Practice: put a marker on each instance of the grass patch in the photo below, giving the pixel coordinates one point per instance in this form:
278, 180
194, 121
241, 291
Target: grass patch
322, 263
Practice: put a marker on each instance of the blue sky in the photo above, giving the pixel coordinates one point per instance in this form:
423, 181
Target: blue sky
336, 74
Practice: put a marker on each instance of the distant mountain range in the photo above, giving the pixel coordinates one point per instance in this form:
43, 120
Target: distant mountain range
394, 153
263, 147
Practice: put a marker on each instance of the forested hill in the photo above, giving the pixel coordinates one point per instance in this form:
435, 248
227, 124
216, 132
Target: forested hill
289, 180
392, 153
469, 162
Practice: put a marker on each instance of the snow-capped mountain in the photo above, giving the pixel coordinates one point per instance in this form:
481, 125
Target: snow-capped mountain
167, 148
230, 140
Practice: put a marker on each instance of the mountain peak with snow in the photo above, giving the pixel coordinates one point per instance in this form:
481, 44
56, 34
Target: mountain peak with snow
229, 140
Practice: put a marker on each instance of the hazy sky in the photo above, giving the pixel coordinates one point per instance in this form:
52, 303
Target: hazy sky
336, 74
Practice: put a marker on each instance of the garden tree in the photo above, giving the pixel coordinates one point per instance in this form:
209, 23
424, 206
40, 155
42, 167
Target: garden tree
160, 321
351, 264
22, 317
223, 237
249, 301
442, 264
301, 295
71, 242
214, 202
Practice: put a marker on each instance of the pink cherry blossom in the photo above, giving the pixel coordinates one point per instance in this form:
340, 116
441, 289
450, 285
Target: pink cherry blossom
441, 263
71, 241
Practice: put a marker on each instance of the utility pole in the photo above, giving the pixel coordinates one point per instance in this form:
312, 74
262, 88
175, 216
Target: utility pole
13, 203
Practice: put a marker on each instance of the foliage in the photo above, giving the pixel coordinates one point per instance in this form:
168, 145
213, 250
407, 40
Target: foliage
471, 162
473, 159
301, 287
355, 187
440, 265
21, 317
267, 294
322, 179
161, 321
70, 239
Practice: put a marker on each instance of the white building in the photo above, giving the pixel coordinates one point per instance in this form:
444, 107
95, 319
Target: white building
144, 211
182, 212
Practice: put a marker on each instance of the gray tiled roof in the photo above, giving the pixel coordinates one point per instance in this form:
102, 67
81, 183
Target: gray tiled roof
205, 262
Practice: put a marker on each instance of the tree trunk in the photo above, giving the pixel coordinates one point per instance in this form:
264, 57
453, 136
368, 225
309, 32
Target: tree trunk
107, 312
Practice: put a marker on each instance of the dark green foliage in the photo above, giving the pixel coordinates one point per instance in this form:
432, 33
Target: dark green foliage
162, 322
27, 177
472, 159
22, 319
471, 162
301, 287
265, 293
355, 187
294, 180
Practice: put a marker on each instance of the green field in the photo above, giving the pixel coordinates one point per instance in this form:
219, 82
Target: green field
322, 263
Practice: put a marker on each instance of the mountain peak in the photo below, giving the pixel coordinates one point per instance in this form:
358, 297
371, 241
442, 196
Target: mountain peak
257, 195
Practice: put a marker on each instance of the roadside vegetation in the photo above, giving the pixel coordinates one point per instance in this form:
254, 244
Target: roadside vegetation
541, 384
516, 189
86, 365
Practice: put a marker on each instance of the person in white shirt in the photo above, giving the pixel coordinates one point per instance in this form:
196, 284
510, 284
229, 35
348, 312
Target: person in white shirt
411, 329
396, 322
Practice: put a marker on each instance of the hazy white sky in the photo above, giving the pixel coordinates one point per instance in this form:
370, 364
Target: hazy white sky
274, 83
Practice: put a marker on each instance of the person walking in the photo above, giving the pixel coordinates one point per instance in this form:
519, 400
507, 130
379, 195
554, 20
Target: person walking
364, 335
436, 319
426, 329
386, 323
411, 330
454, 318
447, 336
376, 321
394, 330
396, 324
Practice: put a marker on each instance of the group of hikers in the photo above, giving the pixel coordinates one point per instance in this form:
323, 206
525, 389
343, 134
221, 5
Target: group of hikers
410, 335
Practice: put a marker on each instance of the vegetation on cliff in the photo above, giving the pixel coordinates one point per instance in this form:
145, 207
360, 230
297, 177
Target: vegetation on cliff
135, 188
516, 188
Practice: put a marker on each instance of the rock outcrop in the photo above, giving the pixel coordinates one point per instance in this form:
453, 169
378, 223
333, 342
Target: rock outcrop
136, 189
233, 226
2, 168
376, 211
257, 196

================

• _WHAT THE TASK REQUIRES_:
Scan the data above for the string "below". Copy every line in which it appears.

• _PROBLEM SOLUTION_:
Practice: put a marker on each instance of the grass patch in the photo below, giving the pixel coordinates one point per instance in this form:
Practice: put a marker on each instance of the mountain peak in the photo below, giving the pixel coordinates one point per instance in this form:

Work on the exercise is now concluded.